[Text section — start]
The factory yields were slightly different to the hand cut measurements for several reasons i.e., in the machine harvesting process there will be a proportion of tomatoes that can’t be picked up by the harvester (whereas in hand harvests all fruit was picked up), high and low yielding areas of a plot/block etc. Average factory paid yield for the Conventional treatment was 134.6 MT/ha, Hybrid 129.3 MT/ha, and the Regenerative 95.1 MT/ha. 

As part of the quality measurements green and rotten fruit was collected and weighed to calculate the percentage of out-of-spec fruit collected (both in hand measurements and factory). 

Additional to measuring yield and fruit grading for quality, samples were collected and analysed for brix, dry matter, Hill laboratory analysis (nitrogen percentage and carbon percentage) for both fruit and vine, and pesticide residues. This data will be analysed and report on over the coming weeks.
[Text section — finish]
[Recorded data — start]
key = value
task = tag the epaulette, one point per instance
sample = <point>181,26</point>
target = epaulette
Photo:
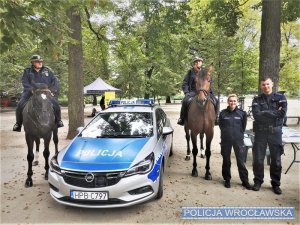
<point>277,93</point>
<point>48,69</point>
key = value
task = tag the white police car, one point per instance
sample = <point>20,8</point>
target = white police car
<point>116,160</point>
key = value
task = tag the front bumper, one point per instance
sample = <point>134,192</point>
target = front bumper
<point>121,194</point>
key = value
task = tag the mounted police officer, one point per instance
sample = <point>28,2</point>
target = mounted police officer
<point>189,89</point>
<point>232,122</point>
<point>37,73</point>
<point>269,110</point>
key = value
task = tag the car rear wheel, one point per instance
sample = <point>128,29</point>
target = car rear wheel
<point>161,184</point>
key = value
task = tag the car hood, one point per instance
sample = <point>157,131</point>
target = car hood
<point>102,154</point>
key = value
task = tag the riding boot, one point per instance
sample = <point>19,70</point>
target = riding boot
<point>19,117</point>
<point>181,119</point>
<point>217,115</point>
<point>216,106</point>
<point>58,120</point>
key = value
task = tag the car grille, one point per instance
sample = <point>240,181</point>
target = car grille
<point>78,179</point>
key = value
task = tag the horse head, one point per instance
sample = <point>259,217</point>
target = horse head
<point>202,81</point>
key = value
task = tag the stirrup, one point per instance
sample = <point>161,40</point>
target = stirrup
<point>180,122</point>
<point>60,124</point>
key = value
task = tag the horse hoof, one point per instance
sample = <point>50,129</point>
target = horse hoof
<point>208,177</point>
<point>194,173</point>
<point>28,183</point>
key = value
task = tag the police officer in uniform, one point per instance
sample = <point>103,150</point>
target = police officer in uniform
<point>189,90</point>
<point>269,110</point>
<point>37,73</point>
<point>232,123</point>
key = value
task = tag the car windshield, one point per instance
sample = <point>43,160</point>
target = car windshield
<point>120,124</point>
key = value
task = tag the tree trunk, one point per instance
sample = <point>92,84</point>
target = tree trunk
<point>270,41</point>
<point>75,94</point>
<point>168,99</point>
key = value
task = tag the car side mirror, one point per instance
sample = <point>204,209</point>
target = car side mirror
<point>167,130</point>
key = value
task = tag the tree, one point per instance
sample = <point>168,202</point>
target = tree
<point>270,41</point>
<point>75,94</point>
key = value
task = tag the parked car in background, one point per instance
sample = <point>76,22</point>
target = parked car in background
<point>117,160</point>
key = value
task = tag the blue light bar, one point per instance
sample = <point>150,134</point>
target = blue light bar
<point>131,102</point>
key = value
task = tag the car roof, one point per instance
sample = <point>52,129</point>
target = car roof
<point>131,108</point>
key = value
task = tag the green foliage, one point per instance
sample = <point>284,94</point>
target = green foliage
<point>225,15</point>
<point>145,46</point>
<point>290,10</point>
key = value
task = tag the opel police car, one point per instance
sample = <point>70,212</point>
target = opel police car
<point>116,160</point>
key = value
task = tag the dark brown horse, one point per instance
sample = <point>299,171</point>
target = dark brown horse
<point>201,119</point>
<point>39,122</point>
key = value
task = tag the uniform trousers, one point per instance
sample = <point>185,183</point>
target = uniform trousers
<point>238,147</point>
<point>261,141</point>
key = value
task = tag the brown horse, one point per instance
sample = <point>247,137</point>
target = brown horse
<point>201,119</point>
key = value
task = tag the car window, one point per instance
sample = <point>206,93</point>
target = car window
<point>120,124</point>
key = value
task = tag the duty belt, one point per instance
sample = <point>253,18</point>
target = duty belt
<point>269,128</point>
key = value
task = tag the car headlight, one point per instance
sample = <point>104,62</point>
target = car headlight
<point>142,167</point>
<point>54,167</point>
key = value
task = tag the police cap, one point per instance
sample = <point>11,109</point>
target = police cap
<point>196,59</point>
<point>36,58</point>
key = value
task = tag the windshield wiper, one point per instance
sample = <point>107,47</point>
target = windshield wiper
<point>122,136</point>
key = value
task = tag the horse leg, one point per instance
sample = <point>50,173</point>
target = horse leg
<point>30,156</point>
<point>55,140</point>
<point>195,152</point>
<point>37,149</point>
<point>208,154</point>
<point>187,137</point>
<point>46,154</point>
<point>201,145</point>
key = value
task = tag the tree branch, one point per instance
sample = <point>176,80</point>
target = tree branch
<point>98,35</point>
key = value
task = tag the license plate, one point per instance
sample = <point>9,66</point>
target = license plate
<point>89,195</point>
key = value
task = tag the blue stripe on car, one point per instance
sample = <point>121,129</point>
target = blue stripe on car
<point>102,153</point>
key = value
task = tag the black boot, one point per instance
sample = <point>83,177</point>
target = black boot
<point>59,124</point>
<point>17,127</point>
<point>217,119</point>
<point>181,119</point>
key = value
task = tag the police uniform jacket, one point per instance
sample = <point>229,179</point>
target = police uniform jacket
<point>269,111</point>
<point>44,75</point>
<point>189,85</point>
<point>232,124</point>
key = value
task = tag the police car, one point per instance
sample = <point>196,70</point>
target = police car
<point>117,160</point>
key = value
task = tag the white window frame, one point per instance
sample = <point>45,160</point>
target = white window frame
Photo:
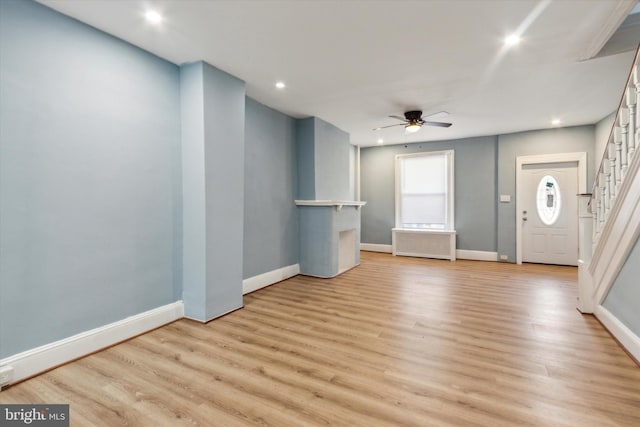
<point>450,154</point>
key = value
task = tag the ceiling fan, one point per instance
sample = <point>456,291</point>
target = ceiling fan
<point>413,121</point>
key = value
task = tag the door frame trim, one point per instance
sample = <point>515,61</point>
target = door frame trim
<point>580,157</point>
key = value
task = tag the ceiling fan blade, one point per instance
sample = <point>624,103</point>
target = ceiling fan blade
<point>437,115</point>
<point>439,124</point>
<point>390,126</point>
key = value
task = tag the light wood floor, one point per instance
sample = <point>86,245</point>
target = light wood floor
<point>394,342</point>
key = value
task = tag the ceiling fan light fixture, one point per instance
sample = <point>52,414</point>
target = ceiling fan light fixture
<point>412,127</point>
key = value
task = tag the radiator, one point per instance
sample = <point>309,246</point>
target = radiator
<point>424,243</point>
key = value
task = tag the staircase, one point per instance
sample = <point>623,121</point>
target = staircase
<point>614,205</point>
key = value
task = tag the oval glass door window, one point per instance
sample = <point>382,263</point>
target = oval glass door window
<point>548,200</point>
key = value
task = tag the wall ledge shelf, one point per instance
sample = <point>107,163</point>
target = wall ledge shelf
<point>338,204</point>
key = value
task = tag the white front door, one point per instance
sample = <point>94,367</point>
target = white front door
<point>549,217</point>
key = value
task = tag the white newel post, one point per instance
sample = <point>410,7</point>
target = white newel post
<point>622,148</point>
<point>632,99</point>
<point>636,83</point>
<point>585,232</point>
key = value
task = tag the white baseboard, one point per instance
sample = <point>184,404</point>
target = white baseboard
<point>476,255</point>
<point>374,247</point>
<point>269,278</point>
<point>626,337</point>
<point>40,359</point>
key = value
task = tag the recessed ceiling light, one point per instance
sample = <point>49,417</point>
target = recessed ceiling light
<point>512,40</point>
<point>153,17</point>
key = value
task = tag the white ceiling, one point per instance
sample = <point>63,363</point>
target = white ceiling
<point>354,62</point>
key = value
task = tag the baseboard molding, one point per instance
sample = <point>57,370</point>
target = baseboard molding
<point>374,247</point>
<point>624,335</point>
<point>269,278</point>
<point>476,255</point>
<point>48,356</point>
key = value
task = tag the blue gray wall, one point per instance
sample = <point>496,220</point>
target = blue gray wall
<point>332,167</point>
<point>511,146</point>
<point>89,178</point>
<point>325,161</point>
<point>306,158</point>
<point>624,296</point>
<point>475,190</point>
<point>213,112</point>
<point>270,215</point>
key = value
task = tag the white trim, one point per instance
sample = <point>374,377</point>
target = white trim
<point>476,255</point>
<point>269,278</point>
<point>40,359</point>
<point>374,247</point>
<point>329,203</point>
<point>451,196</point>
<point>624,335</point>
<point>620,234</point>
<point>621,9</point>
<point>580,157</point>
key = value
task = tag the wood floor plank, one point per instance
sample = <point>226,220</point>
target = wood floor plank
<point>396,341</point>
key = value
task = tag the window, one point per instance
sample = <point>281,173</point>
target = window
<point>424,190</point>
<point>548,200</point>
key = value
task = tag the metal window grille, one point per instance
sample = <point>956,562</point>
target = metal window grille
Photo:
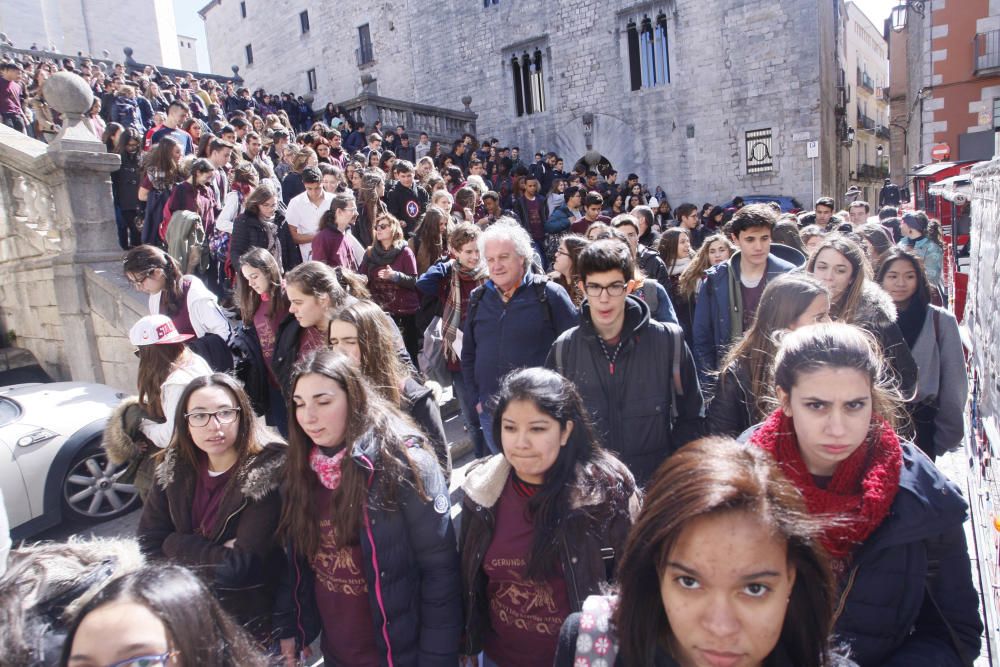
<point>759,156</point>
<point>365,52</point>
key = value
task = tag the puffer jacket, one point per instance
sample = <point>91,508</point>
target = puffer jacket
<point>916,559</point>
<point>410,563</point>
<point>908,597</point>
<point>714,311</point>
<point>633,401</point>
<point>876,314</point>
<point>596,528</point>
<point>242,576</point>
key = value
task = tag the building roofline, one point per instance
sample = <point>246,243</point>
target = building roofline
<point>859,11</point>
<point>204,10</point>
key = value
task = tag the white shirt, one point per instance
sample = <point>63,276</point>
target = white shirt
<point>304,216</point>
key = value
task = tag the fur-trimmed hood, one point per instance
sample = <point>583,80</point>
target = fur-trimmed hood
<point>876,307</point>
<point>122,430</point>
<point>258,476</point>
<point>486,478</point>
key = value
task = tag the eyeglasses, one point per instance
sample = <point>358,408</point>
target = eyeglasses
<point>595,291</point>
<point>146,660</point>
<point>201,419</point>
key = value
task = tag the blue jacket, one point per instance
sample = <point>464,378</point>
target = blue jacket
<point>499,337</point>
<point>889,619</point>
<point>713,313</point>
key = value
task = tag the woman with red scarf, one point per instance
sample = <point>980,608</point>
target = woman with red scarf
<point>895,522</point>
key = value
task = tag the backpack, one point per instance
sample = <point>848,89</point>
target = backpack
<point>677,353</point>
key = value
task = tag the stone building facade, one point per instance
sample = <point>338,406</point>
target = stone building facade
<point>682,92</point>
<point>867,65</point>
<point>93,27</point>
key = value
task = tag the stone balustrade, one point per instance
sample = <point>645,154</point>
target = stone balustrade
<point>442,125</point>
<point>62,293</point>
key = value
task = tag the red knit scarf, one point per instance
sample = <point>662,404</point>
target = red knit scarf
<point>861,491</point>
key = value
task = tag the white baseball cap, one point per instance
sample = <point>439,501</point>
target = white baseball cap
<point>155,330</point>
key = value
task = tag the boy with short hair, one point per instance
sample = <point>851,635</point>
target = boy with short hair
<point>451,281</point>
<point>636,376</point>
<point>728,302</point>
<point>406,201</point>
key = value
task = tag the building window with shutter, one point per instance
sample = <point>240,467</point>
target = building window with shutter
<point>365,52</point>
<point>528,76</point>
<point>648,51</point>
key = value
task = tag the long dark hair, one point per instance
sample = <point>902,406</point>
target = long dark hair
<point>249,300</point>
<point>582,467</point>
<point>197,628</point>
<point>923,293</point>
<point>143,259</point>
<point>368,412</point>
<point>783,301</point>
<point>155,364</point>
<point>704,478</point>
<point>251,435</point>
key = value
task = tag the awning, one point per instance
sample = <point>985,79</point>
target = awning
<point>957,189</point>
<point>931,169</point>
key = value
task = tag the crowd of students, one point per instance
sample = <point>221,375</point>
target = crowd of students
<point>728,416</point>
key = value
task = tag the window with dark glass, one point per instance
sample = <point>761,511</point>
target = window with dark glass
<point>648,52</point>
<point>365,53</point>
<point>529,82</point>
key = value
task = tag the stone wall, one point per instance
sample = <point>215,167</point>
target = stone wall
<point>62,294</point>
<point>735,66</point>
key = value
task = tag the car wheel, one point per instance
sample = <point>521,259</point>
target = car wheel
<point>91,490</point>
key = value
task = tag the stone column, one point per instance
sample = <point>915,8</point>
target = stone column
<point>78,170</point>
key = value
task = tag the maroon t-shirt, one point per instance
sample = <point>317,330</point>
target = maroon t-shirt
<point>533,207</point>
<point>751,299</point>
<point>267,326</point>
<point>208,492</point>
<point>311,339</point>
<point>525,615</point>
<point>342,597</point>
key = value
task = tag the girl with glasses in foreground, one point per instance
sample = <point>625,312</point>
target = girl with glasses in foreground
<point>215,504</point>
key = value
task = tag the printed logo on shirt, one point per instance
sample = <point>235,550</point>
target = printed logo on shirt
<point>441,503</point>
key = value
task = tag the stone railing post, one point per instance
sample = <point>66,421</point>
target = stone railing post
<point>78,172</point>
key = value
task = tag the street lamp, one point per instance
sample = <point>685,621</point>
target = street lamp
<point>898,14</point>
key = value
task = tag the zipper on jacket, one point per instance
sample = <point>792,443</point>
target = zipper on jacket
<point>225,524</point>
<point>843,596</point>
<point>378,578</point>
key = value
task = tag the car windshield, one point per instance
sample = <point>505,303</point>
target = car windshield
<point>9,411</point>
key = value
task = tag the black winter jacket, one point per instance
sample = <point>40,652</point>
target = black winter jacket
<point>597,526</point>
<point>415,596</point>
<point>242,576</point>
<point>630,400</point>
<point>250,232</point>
[Recorded data — finish]
Tasks to carry out:
A – Name each treatment in the tomato yield text together with its average factory paid yield.
B – Proceed with the tomato yield text by writing what comes after its final sentence.
The listing plays no part in what comes next.

Numbered answers:
A –
Conventional: 134.6 MT/ha
Hybrid: 129.3 MT/ha
Regenerative: 95.1 MT/ha

B –
Looking ahead, cover crops will be planted at the end of this week, followed by a deep subsoil aerator to undo some of the compaction that has occurred over the last 12 months (or more). The Conventional treatment will be planted in an annual ryegrass, the Hybrid and Regenerative will be planted in a diverse mix that has oats, clover, tillage radish, sunflowers and buckwheat in it. The Conventional and Hybrid treatments will be planted in peas in early spring. All three treatments will be planted in beans in December. More to come on this later in the year. 


Join the conversation

Jim Galloway - Apr 2, 2024, 8:18 PM

Really great info thanks. Will economic data be coming out? Why isn't the regen area getting planted in peas so will it be grazed to compete for some income otherwise it will be well behind economically next year?